### [EXERCISE OBJECTIVE]
Turn all of the records below into a JSON list of strings, with one string per line and any blank lines left out.

——

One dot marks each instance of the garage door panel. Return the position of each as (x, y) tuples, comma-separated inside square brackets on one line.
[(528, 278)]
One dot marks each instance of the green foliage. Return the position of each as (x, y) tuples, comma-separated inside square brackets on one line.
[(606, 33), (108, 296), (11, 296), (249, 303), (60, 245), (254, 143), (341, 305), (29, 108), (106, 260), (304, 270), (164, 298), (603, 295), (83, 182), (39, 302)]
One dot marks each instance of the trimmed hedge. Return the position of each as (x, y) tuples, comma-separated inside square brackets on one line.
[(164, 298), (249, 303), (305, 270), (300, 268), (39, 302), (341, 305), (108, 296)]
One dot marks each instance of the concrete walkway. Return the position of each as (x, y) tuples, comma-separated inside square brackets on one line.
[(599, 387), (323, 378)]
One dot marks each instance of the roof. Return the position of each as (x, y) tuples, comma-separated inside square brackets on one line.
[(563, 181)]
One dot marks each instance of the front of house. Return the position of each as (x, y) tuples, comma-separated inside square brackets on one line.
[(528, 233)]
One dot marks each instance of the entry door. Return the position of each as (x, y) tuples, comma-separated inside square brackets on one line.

——

### [REPLY TO THE TASK]
[
  "One dot marks each instance of the garage door panel. Return the position of each as (x, y) tuples, comma-separated inside square brackets on one line.",
  "[(528, 278)]",
  "One dot marks each instance of the green foliage. Return the position of each as (x, y) tuples, comma-separated inside square brackets on one line.",
  "[(606, 33), (108, 296), (11, 296), (249, 303), (60, 245), (254, 143), (341, 305), (29, 108), (106, 260), (304, 270), (164, 298), (603, 295), (83, 182), (39, 302)]",
  "One dot marks each instance of the trimmed hedge. Return the position of each as (x, y) tuples, comma-separated inside square brackets on one line.",
  "[(164, 298), (249, 303), (305, 270), (300, 268), (39, 302), (341, 305), (108, 296)]",
  "One dot marks each instance of the concrete walkway. Return the position of each as (x, y) tuples, comma-separated inside square brackets on one line.",
  "[(599, 387), (323, 378)]",
  "One dot marks each instance of the roof. Return the position of each as (x, y) tuples, comma-separated inside square brackets on one line.",
  "[(563, 181)]",
  "One dot marks each instance of the front of house. Return the position of each as (x, y) tuples, comma-separated inside square brackets on one line.",
  "[(528, 233)]",
  "One dot marks each instance of the entry door. Return the position of each as (x, y) tuples, comma-separated inside square brackets on one line."
]